▶ [Required action 1]:
Answer these from the text on community pharmacy reform in Wales:
(a) What was agreed last year for the community pharmacy sector?
(b) Which body represents community pharmacies in Wales?
(c) Which four services will the new clinical service let all pharmacies in Wales provide?
▶ [Required action 2]: Write out the community pharmacy text word for word from "I welcome the" to "primary care landscape.".
▶ [Required action 3]: Carry the statement on community pharmacy reform in Wales forward from its last sentence.

----- Text

During the pandemic, Wales’ community pharmacy network has played a vital role in supporting people throughout Wales, while also supporting NHS services – GP practices and hospitals – and other public services.

Last year, as a precursor to contractual reforms, we agreed Wales’ first ever multi-year funding agreement for the community pharmacy sector. The agreement provided much needed certainty for pharmacy owners and locked in the continuation of our reforms to ensure community pharmacy services meet the needs of people in Wales now and in the future.

Negotiations with Community Pharmacy Wales, the representative body for community pharmacies in Wales, have concluded and we have reached agreement on wide reaching reform of contractual arrangements for the community pharmacy sector in Wales. 

I welcome the positive approach to negotiations taken by Community Pharmacy Wales, embracing our ambition for a reimagined community pharmacy service, which is an integral part of a strong primary care landscape.

The new contractual framework will enable every community pharmacy in Wales to provide an extended range of clinical services, available consistently across the country, offering convenient, accessible NHS services to more people, closer to their homes.

The new arrangements recognise and reward pharmacies, which understand, share and deliver our longer-term ambition to provide effective, high-quality, sustainable healthcare. 

Building on the significant progress made in recent years, from April 2022 we will:

  • Introduce a new comprehensive clinical community pharmacy service, which will raise the bar on what people in Wales can expect from their local pharmacy. This nationally commissioned service will enable all pharmacies in Wales to provide services for common ailments, emergency contraception, emergency medicine supply and seasonal influenza vaccination. Any pharmacy wishing to provide one of these services must now offer them all.

----------
----- Collected data

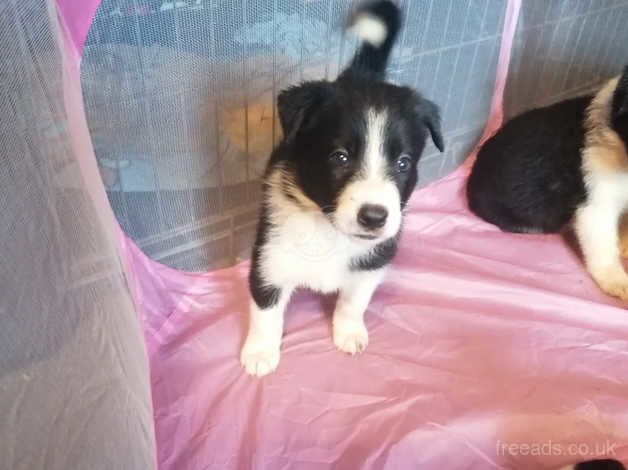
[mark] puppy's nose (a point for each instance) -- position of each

----------

▶ [Expected output 1]:
(a) Wales' first ever multi-year funding agreement for the community pharmacy sector.
(b) Community Pharmacy Wales.
(c) Services for common ailments, emergency contraception, emergency medicine supply and seasonal influenza vaccination.

▶ [Expected output 2]:
I welcome the positive approach to negotiations taken by Community Pharmacy Wales, embracing our ambition for a reimagined community pharmacy service, which is an integral part of a strong primary care landscape.

▶ [Expected output 3]:
  • Expand the emergency contraception service so every pharmacy can provide rapid access to bridging and quick start contraception;
  • Increase funding for the provision of clinical services from their current level of £11.4m to £20m a year by April 2024. This will support the expanded clinical community pharmacy service and the provision of existing and new innovative services by health boards to meet local needs;
  • Introduce a new national independent prescribing service allowing all pharmacist prescribers to treat an extended range of ailments, such as acute infections and provide access to regular ongoing contraception.

These changes will be underpinned by measures to increase capacity within community pharmacies to deliver NHS services more effectively. This includes reforms to funding arrangements that will encourage and reward clinical service provision; continued investment in integrating pharmacies into primary care clusters; further development of the scope and skills of the community pharmacy workforce, and in the Choose Pharmacy IT system. 

The reforms agreed today represent the most fundamental change to the way pharmacies operate since the inception of the NHS more than 70 years ago.

This new prescription for community pharmacy sets out a collaborative, innovative and progressive approach to the delivery of pharmaceutical care. By maximising the impact of community pharmacy, we will be able to better meet the healthcare needs of people across Wales closer to home.